## begin Data for this exercise
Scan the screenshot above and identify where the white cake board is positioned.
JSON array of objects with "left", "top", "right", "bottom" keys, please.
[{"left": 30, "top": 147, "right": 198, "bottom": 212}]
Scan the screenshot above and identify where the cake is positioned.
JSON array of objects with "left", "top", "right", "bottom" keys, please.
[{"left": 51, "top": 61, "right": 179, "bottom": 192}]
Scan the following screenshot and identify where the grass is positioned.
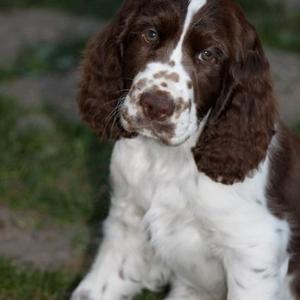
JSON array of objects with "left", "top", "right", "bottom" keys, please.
## end Data for this exercise
## begin Data for this exercise
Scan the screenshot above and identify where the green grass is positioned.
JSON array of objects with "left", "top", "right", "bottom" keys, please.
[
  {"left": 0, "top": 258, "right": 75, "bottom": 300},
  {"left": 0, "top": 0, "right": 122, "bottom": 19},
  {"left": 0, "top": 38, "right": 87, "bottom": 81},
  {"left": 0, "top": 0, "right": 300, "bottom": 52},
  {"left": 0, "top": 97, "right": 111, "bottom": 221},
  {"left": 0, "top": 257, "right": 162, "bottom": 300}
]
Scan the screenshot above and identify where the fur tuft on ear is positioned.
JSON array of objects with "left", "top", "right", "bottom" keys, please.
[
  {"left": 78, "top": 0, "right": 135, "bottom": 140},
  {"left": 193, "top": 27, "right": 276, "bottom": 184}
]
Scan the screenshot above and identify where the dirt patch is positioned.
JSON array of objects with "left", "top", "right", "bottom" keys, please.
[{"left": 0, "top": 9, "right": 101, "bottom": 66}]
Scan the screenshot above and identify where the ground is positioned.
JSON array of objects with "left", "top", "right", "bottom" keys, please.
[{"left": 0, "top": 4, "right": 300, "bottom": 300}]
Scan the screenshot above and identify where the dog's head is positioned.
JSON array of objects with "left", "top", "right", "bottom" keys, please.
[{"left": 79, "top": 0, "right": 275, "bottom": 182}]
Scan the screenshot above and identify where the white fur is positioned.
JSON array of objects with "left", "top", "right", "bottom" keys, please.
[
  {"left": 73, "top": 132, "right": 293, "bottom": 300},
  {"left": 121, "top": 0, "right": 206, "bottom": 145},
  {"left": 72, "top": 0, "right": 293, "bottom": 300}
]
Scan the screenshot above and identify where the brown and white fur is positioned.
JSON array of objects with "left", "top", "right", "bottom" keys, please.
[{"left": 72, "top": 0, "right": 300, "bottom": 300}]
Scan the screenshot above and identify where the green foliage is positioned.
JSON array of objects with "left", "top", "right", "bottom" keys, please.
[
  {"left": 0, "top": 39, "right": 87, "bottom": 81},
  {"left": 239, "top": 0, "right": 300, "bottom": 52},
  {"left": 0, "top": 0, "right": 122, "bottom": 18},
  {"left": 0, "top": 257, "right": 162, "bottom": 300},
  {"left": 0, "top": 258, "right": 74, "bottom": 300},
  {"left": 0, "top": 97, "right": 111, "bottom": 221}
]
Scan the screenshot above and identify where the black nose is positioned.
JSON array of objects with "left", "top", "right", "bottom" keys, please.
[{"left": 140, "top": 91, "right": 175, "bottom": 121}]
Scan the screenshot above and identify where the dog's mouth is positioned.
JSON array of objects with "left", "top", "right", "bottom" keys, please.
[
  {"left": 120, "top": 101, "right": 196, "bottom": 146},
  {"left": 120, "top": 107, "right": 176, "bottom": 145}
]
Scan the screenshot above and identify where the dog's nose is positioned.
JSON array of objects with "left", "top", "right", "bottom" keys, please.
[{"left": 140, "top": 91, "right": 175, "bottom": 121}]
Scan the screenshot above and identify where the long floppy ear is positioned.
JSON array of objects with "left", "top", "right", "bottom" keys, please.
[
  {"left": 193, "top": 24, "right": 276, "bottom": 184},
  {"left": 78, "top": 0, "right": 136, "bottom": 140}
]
## end Data for this exercise
## begin Data for this exercise
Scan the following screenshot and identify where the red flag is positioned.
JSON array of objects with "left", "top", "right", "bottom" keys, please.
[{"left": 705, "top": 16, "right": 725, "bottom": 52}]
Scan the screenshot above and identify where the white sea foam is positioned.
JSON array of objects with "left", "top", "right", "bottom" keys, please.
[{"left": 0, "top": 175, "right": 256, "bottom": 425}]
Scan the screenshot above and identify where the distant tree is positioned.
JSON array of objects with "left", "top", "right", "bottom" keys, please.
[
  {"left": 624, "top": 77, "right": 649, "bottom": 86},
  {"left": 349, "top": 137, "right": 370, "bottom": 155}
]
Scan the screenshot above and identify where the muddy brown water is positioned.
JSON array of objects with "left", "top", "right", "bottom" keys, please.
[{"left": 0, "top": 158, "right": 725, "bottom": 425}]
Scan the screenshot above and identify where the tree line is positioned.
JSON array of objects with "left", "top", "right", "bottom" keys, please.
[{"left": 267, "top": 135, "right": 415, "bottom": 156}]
## end Data for this exercise
* **Exercise goal**: Count the lines in the records above that contain the string "cake". Reply with the number alone.

* **Reply to the exercise**: 2